OBJECTIVE
Locate the line that contains "Please place a point on every instance of the thick", then copy it and all later lines of the data below exactly, through the last one.

+++ RECORDS TO USE +++

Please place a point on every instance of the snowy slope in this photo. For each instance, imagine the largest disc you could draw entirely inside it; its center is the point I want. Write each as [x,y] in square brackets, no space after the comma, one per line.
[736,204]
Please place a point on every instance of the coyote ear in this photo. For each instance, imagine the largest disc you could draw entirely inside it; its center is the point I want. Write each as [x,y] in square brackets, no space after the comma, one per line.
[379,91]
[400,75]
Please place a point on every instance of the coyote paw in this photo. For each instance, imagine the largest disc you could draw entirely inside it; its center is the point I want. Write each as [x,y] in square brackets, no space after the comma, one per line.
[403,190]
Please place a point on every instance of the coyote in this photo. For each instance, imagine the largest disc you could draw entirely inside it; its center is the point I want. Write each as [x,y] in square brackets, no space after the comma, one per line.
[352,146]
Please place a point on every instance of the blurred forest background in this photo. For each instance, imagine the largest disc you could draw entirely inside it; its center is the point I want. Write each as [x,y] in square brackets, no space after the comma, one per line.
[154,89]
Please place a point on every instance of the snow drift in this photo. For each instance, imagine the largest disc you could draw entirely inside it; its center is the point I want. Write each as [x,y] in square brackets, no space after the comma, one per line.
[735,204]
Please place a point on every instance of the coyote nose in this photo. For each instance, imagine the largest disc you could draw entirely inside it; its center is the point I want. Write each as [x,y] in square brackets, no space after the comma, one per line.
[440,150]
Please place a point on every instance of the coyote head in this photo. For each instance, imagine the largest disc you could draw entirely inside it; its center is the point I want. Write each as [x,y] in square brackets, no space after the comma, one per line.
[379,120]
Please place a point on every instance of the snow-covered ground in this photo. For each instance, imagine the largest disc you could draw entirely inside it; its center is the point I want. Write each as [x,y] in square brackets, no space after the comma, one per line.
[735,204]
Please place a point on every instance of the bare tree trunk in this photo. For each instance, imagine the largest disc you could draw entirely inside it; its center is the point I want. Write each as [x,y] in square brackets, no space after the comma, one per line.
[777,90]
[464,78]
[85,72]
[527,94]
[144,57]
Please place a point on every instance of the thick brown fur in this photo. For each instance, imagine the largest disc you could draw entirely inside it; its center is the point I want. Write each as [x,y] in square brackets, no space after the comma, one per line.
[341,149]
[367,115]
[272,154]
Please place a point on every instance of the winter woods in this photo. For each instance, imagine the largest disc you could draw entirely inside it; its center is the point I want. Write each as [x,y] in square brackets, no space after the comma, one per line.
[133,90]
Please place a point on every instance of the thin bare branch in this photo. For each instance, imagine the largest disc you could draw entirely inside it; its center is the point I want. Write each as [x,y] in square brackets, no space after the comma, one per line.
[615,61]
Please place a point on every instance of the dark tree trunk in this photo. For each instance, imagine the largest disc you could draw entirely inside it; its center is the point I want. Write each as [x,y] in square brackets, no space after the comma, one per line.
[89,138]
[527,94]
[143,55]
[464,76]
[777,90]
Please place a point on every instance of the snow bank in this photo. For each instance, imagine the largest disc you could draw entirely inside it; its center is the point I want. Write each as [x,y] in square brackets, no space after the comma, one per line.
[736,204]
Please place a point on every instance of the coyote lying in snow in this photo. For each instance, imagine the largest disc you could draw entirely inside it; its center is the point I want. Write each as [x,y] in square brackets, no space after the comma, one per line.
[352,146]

+++

TASK RESULT
Please place a point on every instance of the thick brown fur in this photo. For each instance, imagine the largest disc you could draw entirely inside it; its center is the point I want. Write each as [x,y] in square brackets, no space after the comma, one per line.
[341,149]
[367,115]
[272,154]
Please place a point on every instance of the winter woods in this photo. For each instance, imagine the largest disc you could draw entirely inside it; its center is the point I want. Write each as [x,y] in square brackets, no space after the comma, one per line.
[133,90]
Please place a point on every instance of the thin bare branch in this photo. For each instance, imagine the largest disc you could draw entirely inside it; its center is the point I want. Write each as [x,y] in square brackets, no space after the comma, one per line.
[615,61]
Please place a point on every instance of the dark tree trunk in this photo. For each instance, imagine the largest disc you could draw entirely inside it; its center is the point I want. Write each as [x,y] in square brackets, no space after the comma, one per line.
[89,138]
[527,94]
[143,55]
[464,76]
[777,90]
Please place a point on every instance of the snow bank in this photo. For each instance, imagine the largest disc you could draw entirely inside it; its center is the point I want. Write each as [x,y] in square brackets, no space after the comma, one per line.
[736,204]
Please place a point on every instance of the coyote lying in snow in this photo. For each instance, imagine the largest disc you could draw entirely inside it; its center is the point I want. Write each as [x,y] in square brackets, no space after the comma, one per line.
[352,146]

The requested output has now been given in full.